● EXERCISE GOAL: If an entry holds a picture, leave that picture out and reproduce everything else exactly.

● DATA SHOWN:
****

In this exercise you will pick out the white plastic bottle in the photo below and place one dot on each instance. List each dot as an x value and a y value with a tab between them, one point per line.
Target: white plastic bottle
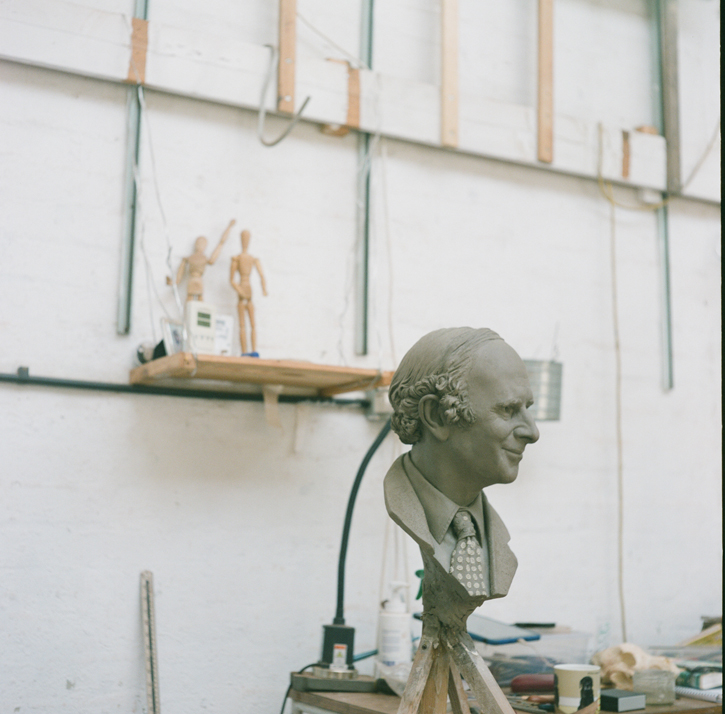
394	635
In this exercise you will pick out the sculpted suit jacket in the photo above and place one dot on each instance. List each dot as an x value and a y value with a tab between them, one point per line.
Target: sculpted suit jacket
443	595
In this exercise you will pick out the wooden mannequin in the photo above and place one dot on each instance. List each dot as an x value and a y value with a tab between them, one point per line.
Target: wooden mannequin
244	264
196	264
460	397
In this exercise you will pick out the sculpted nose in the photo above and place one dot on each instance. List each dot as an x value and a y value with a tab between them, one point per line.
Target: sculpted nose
528	430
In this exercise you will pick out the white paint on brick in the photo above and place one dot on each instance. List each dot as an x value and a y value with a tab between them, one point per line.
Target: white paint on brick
95	488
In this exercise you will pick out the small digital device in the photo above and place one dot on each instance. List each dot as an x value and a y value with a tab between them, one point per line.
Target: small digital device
200	326
223	332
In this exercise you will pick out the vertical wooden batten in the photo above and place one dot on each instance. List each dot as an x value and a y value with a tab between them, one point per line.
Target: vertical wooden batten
449	73
139	47
545	103
287	51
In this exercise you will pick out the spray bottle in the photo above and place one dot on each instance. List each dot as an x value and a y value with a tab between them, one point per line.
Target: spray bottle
394	635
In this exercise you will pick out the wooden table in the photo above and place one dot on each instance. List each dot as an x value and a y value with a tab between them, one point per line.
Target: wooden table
359	703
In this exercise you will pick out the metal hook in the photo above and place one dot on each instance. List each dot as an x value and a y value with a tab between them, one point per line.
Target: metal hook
263	111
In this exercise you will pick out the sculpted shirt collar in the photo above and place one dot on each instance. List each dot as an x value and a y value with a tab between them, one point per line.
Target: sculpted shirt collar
438	508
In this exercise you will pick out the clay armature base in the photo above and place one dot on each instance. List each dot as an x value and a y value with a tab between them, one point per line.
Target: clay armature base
442	657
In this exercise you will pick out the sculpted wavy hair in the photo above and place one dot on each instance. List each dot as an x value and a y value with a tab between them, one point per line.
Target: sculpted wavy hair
437	364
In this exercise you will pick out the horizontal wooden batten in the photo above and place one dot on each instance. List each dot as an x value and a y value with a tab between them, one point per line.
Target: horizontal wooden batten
303	377
71	38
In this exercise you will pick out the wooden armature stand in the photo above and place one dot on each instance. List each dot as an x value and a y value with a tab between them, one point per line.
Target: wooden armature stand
443	656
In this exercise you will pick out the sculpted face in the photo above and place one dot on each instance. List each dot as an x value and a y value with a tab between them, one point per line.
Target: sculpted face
489	450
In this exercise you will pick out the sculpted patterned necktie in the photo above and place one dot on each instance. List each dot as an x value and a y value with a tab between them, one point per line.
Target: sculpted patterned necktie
467	557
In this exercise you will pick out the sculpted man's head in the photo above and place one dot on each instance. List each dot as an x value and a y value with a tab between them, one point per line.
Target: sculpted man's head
461	397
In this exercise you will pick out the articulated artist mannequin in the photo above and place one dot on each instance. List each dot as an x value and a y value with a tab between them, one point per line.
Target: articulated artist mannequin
197	262
460	397
244	264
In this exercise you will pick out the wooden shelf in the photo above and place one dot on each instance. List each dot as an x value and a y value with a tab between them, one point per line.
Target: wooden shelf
304	378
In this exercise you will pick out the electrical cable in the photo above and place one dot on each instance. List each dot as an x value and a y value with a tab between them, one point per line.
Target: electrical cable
339	614
701	161
356	61
618	382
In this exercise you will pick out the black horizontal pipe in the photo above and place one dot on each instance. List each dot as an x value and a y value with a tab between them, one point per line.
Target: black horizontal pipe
23	377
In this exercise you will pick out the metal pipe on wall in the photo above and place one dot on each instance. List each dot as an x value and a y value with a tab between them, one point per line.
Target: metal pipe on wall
133	144
364	161
666	112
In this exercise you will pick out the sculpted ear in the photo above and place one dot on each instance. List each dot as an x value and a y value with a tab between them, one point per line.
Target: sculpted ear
431	417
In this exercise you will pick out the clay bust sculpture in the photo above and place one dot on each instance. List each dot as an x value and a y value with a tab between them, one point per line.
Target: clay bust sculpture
197	262
460	397
243	264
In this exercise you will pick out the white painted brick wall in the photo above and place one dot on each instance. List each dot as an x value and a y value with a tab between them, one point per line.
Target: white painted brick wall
240	522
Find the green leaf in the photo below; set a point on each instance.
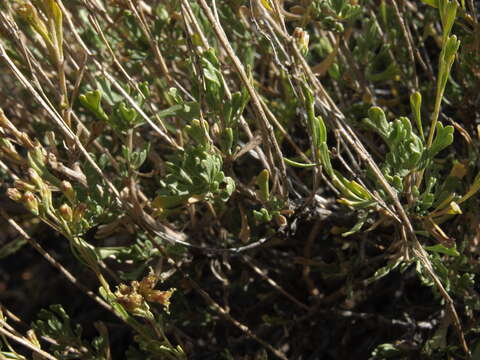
(384, 271)
(433, 3)
(443, 138)
(92, 101)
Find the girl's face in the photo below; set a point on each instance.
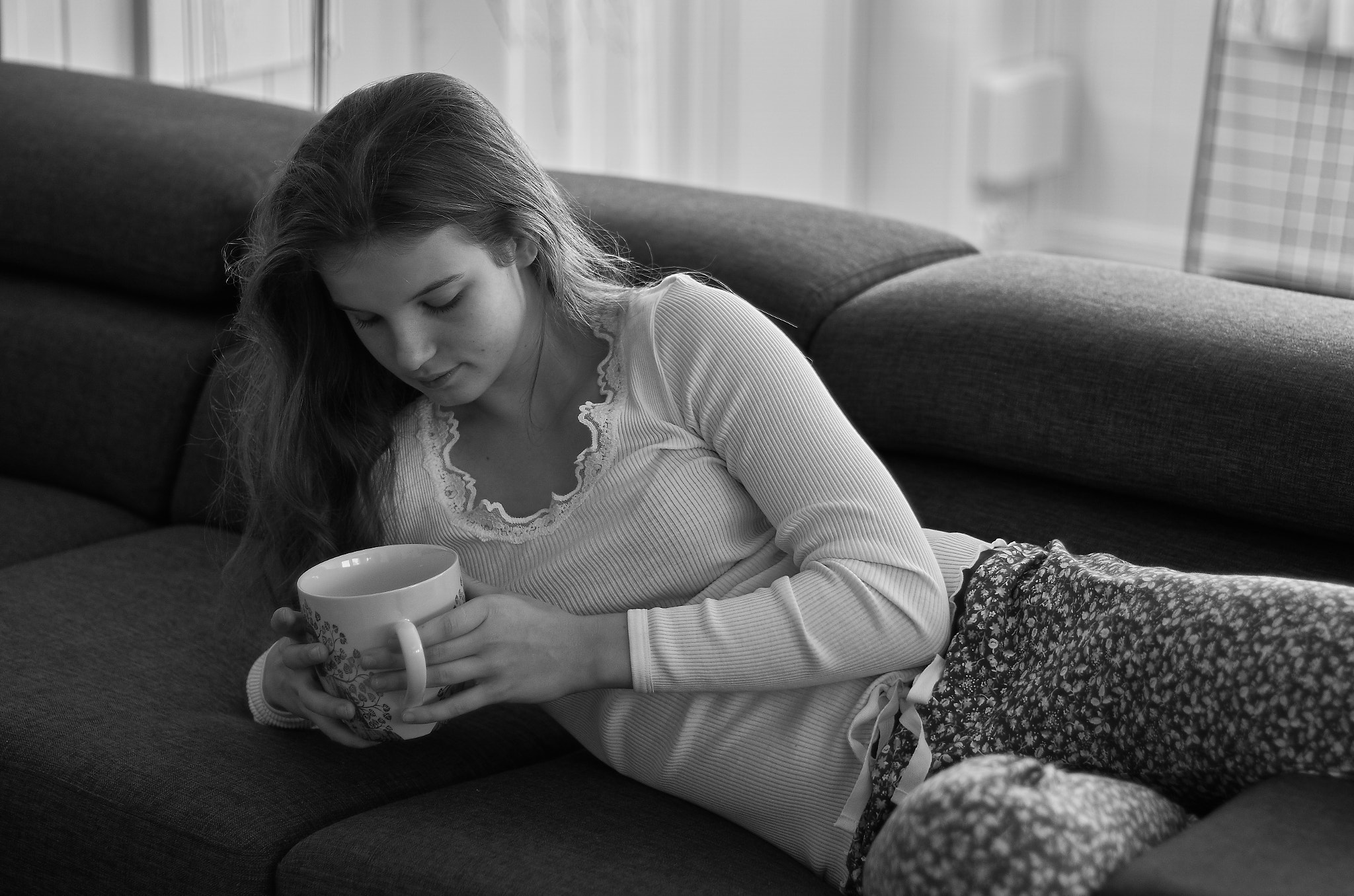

****

● COMPLETED EXERCISE:
In this exercise you will pick out the white plastic bottle in the photo below and place one dot on each instance. List each dot as an x value and a y value with a tab between them, one point per line.
Target: white plastic bottle
394	635
In this exercise you will pick out the sculpted suit jacket in the photo above and place one dot on each instance. List each dot as an x value and a y value with a tab between them, one point per line.
Target: sculpted suit jacket
443	595
In this exercise you will pick out the wooden mannequin in the photo above and place one dot on each instance. List each dot as an x value and a y value with a tab between them, one point per line.
Target: wooden mannequin
244	264
196	264
460	397
In this exercise you will pick out the sculpted nose in the photo above and place one dot on each instance. List each dot as an x value and a y value with a tab between them, one point per line.
Target: sculpted nose
528	430
In this exercise you will pick out the white paint on brick in the photo above and place one dot on each instance. List each dot as an x value and a y value with a tab between them, one point per line.
Target: white paint on brick
95	488
In this exercise you will pick out the small digital device in the photo above and place one dot on each instance. List each dot as an x value and a y value with a tab between them, one point per line.
Target: small digital device
200	326
223	332
In this exercise you will pick out the vertical wooden batten in the photo above and place one dot on each instance. List each dot as an x value and a y value with a tab between them, one point per line.
Target: vertical wooden batten
449	73
139	47
545	103
287	51
In this exercise you will pick out the spray bottle in the photo above and place one dot on each instance. List each dot as an x value and a y value with a tab between them, one point per line.
Target: spray bottle
394	635
In this exercise you will pick out the wooden table in the photo above and place one dot on each instance. List each dot as an x value and a y value with a tab between them, one point per line.
Target: wooden table
359	703
In this exercise you will pick out the metal hook in the photo above and place one dot on each instance. List each dot as an x value and a y value with a tab between them, one point per line.
Target: metal hook
263	111
In this exercise you will pick out the sculpted shirt collar in the photo above and place one dot on each instance. List each dot as an x value and a y value with a tab between them, one point per line.
Target: sculpted shirt collar
438	508
In this exercise you will pick out the clay armature base in the photo above and place one dot on each instance. List each dot as an x value and a y value with a tab between them, one point per line.
Target: clay armature base
442	657
In this exercise you will pick out the sculpted wavy hair in the photo above and place one dot on each instance. List each dot as an x value and a y value with a tab between them, one point per line.
Target: sculpted wavy hair
437	364
In this exercise you will pick out the horizontal wooden batten in the photo above and place one dot on each instance. List each dot as an x value and a y value with a tab between them, one point per line.
Target: horizontal wooden batten
303	377
71	38
In this exercise you will pick out the wooden armature stand in the photo above and place one dot on each instance. List each dot as an x value and a y value with a tab between them, one point per line.
Target: wooden armature stand
443	656
In this exercise you will pick out the sculpted face in the photo above and place one dot on each instance. List each dot as an x value and a y value with a tab between them, one point per line.
Target: sculpted face
489	450
In this exercise you will pick out the sculpted patterned necktie in the photo above and place one dot on each instance. List each dot as an x value and a y value with a tab between them, one point per line.
Target: sculpted patterned necktie
467	557
In this exercise you will pick out the sculpted man's head in the photo above and place one dot on each instance. List each dot as an x value and a y value with a tab between them, one point per line.
Target: sculpted man's head
461	397
In this exercise you will pick out the articulated artist mannequin in the photo above and place one dot on each instance. List each dot as an x value and a y value with a tab between them, one point per line.
Target: articulated artist mannequin
197	262
460	397
244	264
In this exercise you will pick out the wooden shelf in the photo above and place one dot on each instance. List each dot as an x value and a y value with a tab between them, one point per line.
Target: wooden shelf
304	378
In this exercise you will pick out the electrical cable in the photo above and place one dot on each instance. List each dot as an x value and a y value with a tab between them, one point per line.
Target: electrical cable
339	614
701	161
356	61
618	382
In this exercise you will pick out the black horizontal pipe in the photo above and place one dot on each instance. List each dot as an x value and a y value with a tab between them, one point per line.
Target: black horizontal pipe
23	377
In this exercise you will pick out the metal pipe on wall in the photo above and place one dot on each instance. List each dot as an x value and a y value with a tab between them, one point per line.
Target: metal pipe on wall
133	144
364	161
666	112
In this exercise you will pick out the sculpted ear in the photo above and place one dot on each instance. List each dot as an x value and a y value with a tab between them, one point per line.
Target: sculpted ear
431	417
In this exercise you will pick out the clay bust sculpture in the photo above and place one dot on each instance. List each dot as an x value and a y value with a tab between them, one point per line.
Target: clay bust sculpture
197	262
460	397
243	264
In this exercise you will pick out the white painted brick wall in the photo above and place one dot on each instance. List each dot as an x value and a y value with a tab between them, one point per line.
Target: white painted brick wall
240	522
Find the green leaf in the photo below; set a point on each instance.
(384, 271)
(433, 3)
(443, 138)
(92, 101)
Find the girl's face in the photo below; set a point on each instance.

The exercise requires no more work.